> Texto de estudio:
>>
A lo largo de la pandemia se ha conformado una serie abundante de posibles escenarios sociales que surgirían como consecuencia de este virus. Se plantean desde distintas perspectivas políticas e ideológicas; apuntan a diversas formas de reconfiguración, ya sea del ejercicio del poder, de los modos de control social, de las relaciones personales, etcétera.
Se dice que nada será como antes y no podría serlo. Nadie lo sabe y menos aun se puede delinear si eventualmente ese nuevo entorno será mejor o no. En muchos casos, en la nueva prédica, se puede reconocer lo que se pensaba de antemano, cuando no había irrumpido el virus. Como si la pandemia reivindicara esas presunciones.
La noción del futuro que podemos tener está cargada de concepciones del pasado, sin admitir que existen discontinuidades. Hay ideas que ya han caducado. No hay vaticinios que sean valederos; el de profeta es un oficio delicado, práctica que no debe abusar so pena de ser irrelevante. La configuración de lo venidero se está gestando a diario en las decisiones que se toman en las arenas pública y privada.
Tal vez distopías, como las planteadas por Orwell y Huxley, entre otros, sean una forma adecuada de aproximarse a esta situación. Después de todo no han fallado por mucho en las visiones que ofrecieron. En todo se advierten los residuos de ideas ya concebidas antes y durante la globalización.
Se celebra el resurgimiento del populismo, que utiliza la pandemia para reforzarse, junto con un resucitado nacionalismo radicalizado, que a veces se parece más a un provincialismo sin horizontes. Ambos se cultivan con crecientes ánimos, en una suerte de variaciones sobre un mismo tema, como si hubiera amnesia histórica.
Se proclama, en ocasiones, que el autoritarismo lleva una ventaja y así se embiste en contra de la democracia, valor cultural, ciertamente imperfecto, que no debería ponerse en riesgo.
Se han restringido las libertades individuales en aras de combatir el virus. En muchos casos se ha impuesto la coerción de tipo policiaco. De tal manera la tentación anarquista puede ser grande, como puede verse ya en algunos países. La creciente fragilidad social, que se ha ido creando durante décadas y que se ha exacerbado de modo brutal con la pandemia, alienta el cuestionamiento de los regímenes democráticos y muchos políticos y grupos de poder lo explotan en su favor, como no podría ser de otra manera.
Pero está, asimismo, la realidad ineludible de la desigualdad, que hace imposible para muchos confinarse y cargan con consecuencias muy graves y onerosas. La pandemia no es equitativa.
<<
Convierte en una lista breve el párrafo del texto sobre la pandemia que empieza con «Se han restringido las libertades individuales». Conserva sus datos principales.

> Ítems mostrados:
>>
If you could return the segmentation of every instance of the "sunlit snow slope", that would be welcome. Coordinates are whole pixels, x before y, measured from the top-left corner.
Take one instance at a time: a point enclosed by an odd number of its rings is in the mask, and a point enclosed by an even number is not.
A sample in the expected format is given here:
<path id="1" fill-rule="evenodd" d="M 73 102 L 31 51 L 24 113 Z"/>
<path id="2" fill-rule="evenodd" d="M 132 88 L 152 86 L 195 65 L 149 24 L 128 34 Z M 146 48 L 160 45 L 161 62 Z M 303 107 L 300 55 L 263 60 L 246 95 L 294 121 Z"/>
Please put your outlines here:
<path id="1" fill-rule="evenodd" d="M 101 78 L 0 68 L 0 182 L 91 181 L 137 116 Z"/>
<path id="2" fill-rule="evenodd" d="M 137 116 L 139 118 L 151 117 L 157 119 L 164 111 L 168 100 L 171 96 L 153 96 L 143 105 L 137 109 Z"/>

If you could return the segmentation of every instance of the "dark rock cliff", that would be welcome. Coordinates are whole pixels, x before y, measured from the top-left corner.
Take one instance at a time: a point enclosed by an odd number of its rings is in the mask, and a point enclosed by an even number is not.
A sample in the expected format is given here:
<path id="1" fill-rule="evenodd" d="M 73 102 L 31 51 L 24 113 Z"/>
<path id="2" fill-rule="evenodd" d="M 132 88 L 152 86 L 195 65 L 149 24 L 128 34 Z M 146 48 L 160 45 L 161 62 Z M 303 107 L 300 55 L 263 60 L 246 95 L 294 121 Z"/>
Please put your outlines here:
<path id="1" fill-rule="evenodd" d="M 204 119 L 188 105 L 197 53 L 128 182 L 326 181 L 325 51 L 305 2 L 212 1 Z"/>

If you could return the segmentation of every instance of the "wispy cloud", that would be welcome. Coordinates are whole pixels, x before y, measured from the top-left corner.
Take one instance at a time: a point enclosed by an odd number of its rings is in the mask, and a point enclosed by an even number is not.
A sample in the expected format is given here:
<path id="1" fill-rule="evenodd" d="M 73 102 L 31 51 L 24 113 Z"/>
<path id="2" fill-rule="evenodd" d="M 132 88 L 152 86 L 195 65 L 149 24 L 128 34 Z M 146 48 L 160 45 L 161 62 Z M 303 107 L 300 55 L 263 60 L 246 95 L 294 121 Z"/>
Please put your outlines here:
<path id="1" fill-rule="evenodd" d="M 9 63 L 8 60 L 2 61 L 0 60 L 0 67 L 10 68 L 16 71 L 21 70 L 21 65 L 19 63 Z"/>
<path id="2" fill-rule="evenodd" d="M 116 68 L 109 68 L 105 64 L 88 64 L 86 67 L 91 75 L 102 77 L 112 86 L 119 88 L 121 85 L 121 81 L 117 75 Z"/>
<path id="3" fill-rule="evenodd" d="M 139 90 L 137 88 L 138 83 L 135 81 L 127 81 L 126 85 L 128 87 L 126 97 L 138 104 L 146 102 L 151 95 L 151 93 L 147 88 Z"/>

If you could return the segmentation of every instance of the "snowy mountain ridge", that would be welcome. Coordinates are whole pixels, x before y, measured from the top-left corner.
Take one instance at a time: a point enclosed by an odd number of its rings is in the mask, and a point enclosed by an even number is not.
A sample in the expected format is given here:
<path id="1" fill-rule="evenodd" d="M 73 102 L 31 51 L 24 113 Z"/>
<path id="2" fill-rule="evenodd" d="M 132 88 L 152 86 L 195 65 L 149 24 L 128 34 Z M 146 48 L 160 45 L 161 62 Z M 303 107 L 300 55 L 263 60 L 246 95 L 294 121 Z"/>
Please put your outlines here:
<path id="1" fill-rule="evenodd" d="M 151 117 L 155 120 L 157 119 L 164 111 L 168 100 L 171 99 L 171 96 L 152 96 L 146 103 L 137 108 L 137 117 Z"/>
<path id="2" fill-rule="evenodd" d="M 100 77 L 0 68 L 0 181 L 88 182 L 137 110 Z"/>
<<
> Respuesta:
- Para combatir el virus se han limitado las libertades individuales.
- En muchos casos se ha impuesto una coerción de tipo policiaco.
- Por eso la tentación anarquista puede ser grande, como ya se ve en algunos países.
- La fragilidad social se ha ido formando durante décadas y la pandemia la ha agravado de forma brutal. Eso alienta que se pongan en duda los regímenes democráticos.
- Muchos políticos y grupos de poder aprovechan esa duda a su favor.